▸ **BRIEF**
Go through the records below and set each one down exactly, leaving out any pictures.

▸ **Stored entries**

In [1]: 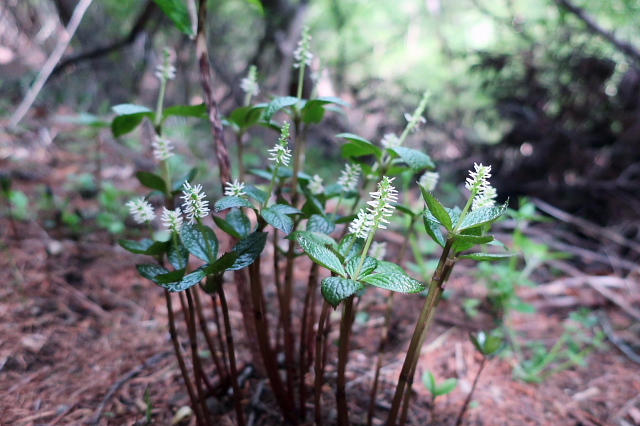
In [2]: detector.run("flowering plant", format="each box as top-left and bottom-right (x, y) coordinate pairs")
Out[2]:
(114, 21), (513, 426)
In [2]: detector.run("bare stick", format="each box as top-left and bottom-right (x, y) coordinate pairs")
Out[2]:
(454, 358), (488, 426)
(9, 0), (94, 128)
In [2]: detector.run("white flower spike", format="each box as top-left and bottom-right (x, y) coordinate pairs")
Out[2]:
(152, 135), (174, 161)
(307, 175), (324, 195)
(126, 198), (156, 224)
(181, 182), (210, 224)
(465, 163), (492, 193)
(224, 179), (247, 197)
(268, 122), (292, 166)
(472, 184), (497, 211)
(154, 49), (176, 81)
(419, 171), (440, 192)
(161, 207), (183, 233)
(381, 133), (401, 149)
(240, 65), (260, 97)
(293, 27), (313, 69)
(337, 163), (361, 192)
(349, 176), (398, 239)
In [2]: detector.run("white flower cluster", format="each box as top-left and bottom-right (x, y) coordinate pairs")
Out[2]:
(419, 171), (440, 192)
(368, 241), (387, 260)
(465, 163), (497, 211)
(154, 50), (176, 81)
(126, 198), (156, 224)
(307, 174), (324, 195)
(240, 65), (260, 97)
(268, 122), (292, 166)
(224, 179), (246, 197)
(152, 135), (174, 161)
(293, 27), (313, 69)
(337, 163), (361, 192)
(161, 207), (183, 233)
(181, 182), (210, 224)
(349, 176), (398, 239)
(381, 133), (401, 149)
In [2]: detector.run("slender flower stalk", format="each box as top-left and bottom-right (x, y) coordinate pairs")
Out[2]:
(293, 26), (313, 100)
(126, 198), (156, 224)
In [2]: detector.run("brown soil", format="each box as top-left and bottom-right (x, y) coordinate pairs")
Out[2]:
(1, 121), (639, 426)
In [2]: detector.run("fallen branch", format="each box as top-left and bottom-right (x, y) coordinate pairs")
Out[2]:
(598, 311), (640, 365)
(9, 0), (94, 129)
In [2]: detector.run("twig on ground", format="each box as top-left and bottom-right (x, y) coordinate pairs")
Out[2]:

▸ **SOLUTION**
In [1]: 
In [2]: detector.run("flowering plant", format="each box as top-left and bottom-right (x, y) coordinate pairs")
Out[2]:
(114, 21), (513, 426)
In [2]: detector.run("bare stick", format="each box as top-left and bottom-right (x, y) coordinate pairs")
Out[2]:
(454, 358), (488, 426)
(9, 0), (94, 128)
In [2]: detector.run("white flower spike", format="each box as top-left and bottom-right (x, y) coordinate pairs")
Out[2]:
(152, 135), (174, 161)
(307, 175), (324, 195)
(126, 198), (156, 224)
(181, 182), (210, 224)
(465, 163), (492, 193)
(224, 179), (247, 197)
(268, 122), (292, 166)
(472, 184), (497, 211)
(154, 49), (176, 81)
(419, 171), (440, 192)
(161, 207), (183, 233)
(381, 133), (401, 149)
(240, 65), (260, 97)
(293, 27), (313, 69)
(337, 163), (361, 192)
(349, 176), (398, 239)
In [2]: detector.run("white flower cluster", format="each box as top-left and bottom-right (x, y) coordinate pairs")
Out[2]:
(419, 171), (440, 192)
(368, 241), (387, 260)
(465, 163), (497, 211)
(154, 50), (176, 81)
(126, 198), (156, 224)
(307, 174), (324, 195)
(240, 65), (260, 97)
(268, 122), (292, 166)
(224, 179), (246, 197)
(152, 135), (174, 161)
(293, 27), (313, 69)
(337, 163), (361, 192)
(161, 207), (183, 233)
(181, 182), (210, 224)
(349, 176), (398, 239)
(381, 133), (401, 149)
In [2]: detector.run("slender flower stalk", format="each box as top-left and bottom-right (x, y) coordinate pairs")
Out[2]:
(293, 26), (313, 100)
(126, 198), (156, 224)
In [2]: detector.run("brown soil", format="each box as top-left and bottom-right (x, y) coordinate pairs")
Out[2]:
(1, 121), (639, 426)
In [2]: detector.run("fallen branch", format="each box as top-left and bottom-right (x, y) coordinate pairs")
Out[2]:
(598, 311), (640, 365)
(9, 0), (94, 129)
In [2]: detector.run("twig on ground", format="each box as top-left and bottom-right (x, y) coordinate pairs")
Out[2]:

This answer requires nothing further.